### [ASSIGNMENT]
Give again, word for word, every line in the entries below from the line with "# mark a point on each instance of the small" up to and including the line with "# mark a point on each instance of the potted", and no other line.

### [LISTED ENTRIES]
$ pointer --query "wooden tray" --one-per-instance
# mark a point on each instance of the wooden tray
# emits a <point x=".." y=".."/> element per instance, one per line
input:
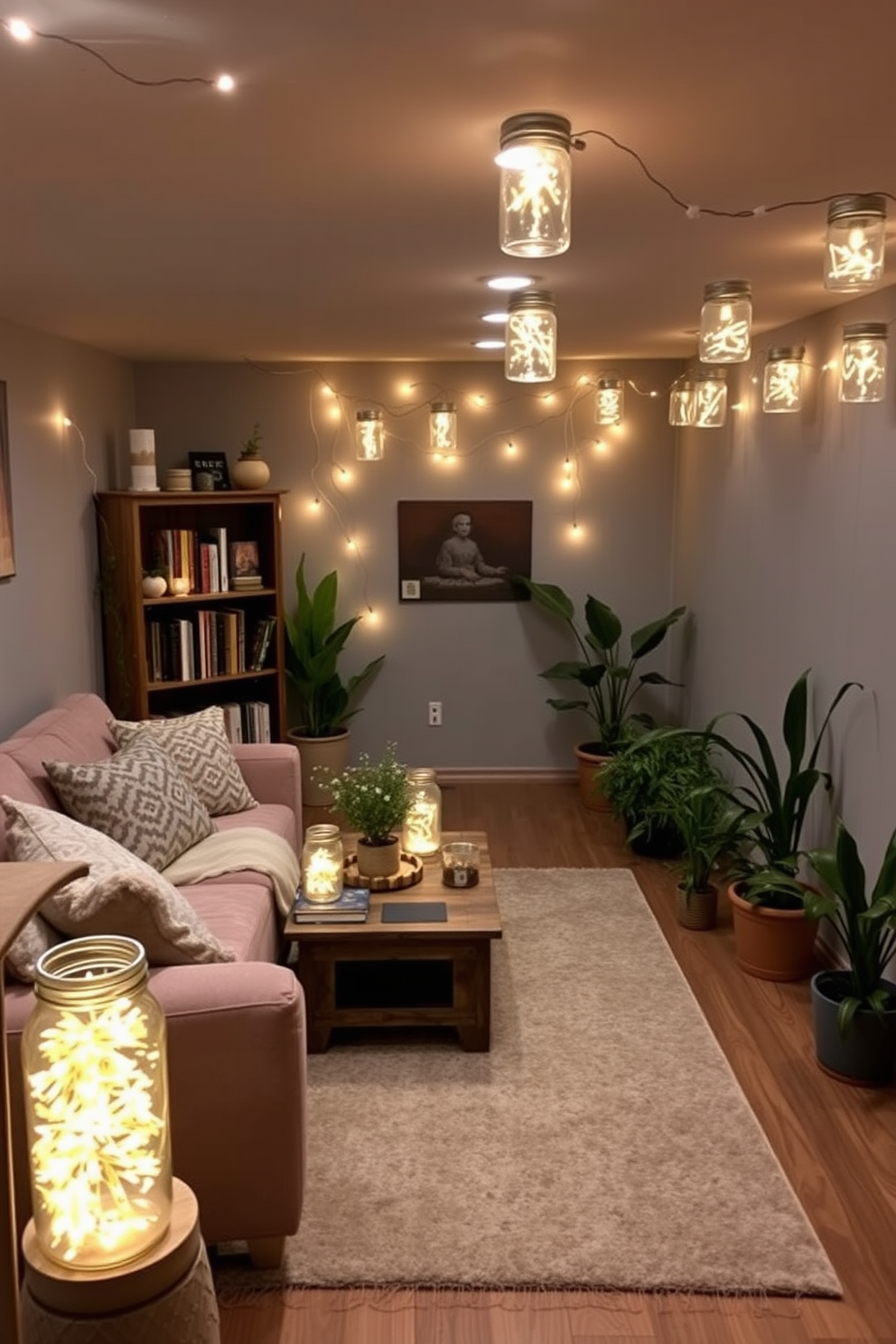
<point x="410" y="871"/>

==

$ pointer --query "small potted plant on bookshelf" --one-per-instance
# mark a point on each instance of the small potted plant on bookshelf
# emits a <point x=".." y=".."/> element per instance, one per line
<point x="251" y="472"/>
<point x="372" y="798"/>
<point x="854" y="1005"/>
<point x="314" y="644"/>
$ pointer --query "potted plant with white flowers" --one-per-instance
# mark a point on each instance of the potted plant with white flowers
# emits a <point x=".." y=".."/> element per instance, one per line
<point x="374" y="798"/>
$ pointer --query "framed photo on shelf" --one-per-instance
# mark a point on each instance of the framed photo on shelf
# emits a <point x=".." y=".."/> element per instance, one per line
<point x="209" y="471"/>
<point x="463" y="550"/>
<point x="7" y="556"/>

### [REPLY]
# mark a point on each instance of the small potted plant on bookshelf
# emits a <point x=".." y=".."/> element per instance, one per line
<point x="251" y="472"/>
<point x="372" y="798"/>
<point x="854" y="1005"/>
<point x="314" y="644"/>
$ pointer --query "potted plant with white flowers" --one-per-instance
# mark a point on each instance of the potted plant with white flowers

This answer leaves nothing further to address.